◆ **Work to do**: Copy out the line containing "dried sunflower seed" and each line after it, through the last one in the material, exactly as written.

◆ **Dataset**:
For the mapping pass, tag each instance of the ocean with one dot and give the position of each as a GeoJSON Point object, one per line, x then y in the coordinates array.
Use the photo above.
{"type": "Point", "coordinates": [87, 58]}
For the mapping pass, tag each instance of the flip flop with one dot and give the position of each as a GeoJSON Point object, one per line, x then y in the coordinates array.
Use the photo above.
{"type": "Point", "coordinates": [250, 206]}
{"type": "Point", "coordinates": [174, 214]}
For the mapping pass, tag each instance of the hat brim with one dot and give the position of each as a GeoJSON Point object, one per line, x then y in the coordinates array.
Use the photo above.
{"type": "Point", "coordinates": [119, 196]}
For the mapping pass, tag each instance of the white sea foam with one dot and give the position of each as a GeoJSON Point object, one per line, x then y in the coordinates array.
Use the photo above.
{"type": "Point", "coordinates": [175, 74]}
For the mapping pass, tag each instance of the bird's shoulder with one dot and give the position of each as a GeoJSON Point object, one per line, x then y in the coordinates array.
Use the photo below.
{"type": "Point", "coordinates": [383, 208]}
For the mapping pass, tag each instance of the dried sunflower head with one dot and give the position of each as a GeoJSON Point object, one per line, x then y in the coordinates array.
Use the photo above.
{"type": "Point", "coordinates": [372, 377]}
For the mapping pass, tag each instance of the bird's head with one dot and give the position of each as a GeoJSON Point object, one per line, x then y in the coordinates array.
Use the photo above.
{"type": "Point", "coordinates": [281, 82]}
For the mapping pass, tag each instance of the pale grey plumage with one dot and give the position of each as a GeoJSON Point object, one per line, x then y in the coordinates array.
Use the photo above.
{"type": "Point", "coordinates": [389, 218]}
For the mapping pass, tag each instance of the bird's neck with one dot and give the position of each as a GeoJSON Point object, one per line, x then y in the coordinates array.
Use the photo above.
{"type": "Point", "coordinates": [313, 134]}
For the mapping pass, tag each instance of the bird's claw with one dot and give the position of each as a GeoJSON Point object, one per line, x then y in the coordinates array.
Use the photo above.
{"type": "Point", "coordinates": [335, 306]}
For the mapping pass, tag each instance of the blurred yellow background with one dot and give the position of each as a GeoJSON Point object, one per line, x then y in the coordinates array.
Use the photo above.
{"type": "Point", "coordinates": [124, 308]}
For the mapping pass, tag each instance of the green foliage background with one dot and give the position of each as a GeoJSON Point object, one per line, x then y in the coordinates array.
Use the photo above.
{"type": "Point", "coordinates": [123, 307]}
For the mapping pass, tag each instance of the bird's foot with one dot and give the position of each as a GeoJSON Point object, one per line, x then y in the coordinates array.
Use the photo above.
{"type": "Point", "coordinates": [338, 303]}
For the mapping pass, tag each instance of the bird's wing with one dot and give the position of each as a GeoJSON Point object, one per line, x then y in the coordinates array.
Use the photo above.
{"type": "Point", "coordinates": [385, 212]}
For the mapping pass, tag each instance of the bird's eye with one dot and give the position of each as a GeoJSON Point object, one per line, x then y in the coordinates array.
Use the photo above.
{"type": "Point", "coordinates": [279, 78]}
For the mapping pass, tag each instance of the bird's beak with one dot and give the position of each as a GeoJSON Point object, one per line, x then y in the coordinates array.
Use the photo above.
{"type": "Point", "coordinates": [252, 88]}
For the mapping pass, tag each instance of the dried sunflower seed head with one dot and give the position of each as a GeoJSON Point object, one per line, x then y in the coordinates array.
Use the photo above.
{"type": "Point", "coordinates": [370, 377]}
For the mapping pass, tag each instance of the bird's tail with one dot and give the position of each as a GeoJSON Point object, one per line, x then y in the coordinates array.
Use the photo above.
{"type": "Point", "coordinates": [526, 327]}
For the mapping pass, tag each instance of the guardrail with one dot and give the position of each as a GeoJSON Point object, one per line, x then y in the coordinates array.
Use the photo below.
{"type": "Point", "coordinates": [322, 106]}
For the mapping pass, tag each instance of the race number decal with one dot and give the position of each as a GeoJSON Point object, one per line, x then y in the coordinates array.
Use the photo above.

◆ **Solution**:
For the mapping pass, tag each instance of the dried sunflower seed head with one dot and give the position of each as a GeoJSON Point object, one per line, x then y in the coordinates array.
Use the photo above.
{"type": "Point", "coordinates": [370, 377]}
For the mapping pass, tag each instance of the bird's tail with one dot and give the position of each as a GeoJSON Point object, one per line, x then y in the coordinates array.
Use the photo above.
{"type": "Point", "coordinates": [526, 327]}
For the mapping pass, tag each instance of the guardrail with one dot and give the position of each as a GeoJSON Point object, one per line, x then y in the coordinates array.
Use the photo below.
{"type": "Point", "coordinates": [322, 106]}
For the mapping pass, tag each instance of the race number decal with one dot and give the position of each as a GeoJSON Point object, one per line, x then y in the coordinates array.
Use the photo above.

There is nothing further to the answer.